## GIVEN PROBLEM A
Rewrite the half marathon account starting with "At mile one, I’m" and going on through "is mostly un-notable.", changing "water station" to "aid station".
## GIVEN PROBLEM B
Report each row below that contains the string "dark", copied in full. Case matters.

Nathanial Garrod

Running a Half Marathon

IMG_2079  I wait in the corral, and rain splashes across my face. I have been awake for a couple of hours and it is only 7:45am. My hair is dripping with water, and at one point, I cannot tell if I am crying because of anxiety or if it is raining that hard. Slowly, the corrals ahead let out, and mine moves up. Then I am at the starting line and I am running and one foot is in front of the other. It is said that how you start a race impacts how you end it. I decide to go with the turtles strategy. Slow and steady.

At mile one, I’m thinking “wait, has it really only been a mile?” I’m pacing with some folks from my corral, friends of friends. It’s a nice, even pace. There are a lot of people packed together. I know they will thin out. I wonder how long it will take for them to thin out. I wonder if I will notice when they do. There are giant stickers on the ground, and they are facing the wrong way. That is when I realize I will be coming back this way at some point in the relatively near future.

Close to mile two, I realize the route is in the far north part of my neighborhood. I pass a water station and wonder if I should be stopping. There’s also porta-potties, which have a long line. I realize I have needed to pee since I started running. Maybe I should not stop for either. I want to keep my time up, if I can.

Mile three is mostly un-notable.

Mile four, I start to break away from the folks I was running with. It is unconscious and I am unaware until I look back and cannot easily see them. I figure if I slow to a walk, maybe they will catch up, but they do not. I grab water. Mile four takes the route over the Hawthorne Bridge.

IMG_4497At the end of the Hawthorne Bridge, I take a selfie with the Mile Five post. The split for the 10k follows pretty quick, and a few turns later I am worried I took the wrong turn because there is a 10k sign. Turns out it was just a marker. I have run 10 kilometers now.

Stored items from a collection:
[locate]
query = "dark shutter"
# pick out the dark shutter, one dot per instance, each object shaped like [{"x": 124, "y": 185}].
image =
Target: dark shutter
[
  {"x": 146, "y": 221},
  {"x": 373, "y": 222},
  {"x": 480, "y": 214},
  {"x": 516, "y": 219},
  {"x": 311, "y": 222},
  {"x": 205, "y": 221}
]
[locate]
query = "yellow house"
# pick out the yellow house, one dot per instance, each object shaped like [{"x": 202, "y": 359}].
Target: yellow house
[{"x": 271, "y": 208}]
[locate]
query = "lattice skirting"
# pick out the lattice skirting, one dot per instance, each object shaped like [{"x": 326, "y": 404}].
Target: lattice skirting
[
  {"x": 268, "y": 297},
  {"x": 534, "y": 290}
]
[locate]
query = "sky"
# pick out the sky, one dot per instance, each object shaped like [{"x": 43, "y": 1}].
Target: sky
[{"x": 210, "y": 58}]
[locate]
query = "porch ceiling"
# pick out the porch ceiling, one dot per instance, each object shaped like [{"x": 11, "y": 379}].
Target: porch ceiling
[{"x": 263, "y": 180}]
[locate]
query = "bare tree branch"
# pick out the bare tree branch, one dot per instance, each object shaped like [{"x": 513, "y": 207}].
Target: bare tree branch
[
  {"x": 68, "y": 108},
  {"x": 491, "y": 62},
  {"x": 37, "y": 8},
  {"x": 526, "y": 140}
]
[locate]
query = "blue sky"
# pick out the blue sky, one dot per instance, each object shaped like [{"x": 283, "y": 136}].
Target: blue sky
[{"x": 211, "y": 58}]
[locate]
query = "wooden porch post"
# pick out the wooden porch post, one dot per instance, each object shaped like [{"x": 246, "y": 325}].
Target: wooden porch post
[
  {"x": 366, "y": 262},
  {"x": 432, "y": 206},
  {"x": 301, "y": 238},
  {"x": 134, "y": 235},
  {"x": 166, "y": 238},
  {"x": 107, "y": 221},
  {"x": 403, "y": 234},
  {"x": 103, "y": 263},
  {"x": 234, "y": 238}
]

## CORRECT OUTPUT A
At mile one, I’m thinking “wait, has it really only been a mile?” I’m pacing with some folks from my corral, friends of friends. It’s a nice, even pace. There are a lot of people packed together. I know they will thin out. I wonder how long it will take for them to thin out. I wonder if I will notice when they do. There are giant stickers on the ground, and they are facing the wrong way. That is when I realize I will be coming back this way at some point in the relatively near future.

Close to mile two, I realize the route is in the far north part of my neighborhood. I pass a aid station and wonder if I should be stopping. There’s also porta-potties, which have a long line. I realize I have needed to pee since I started running. Maybe I should not stop for either. I want to keep my time up, if I can.

Mile three is mostly un-notable.

## CORRECT OUTPUT B
query = "dark shutter"
# pick out the dark shutter, one dot per instance, each object shaped like [{"x": 124, "y": 185}].
Target: dark shutter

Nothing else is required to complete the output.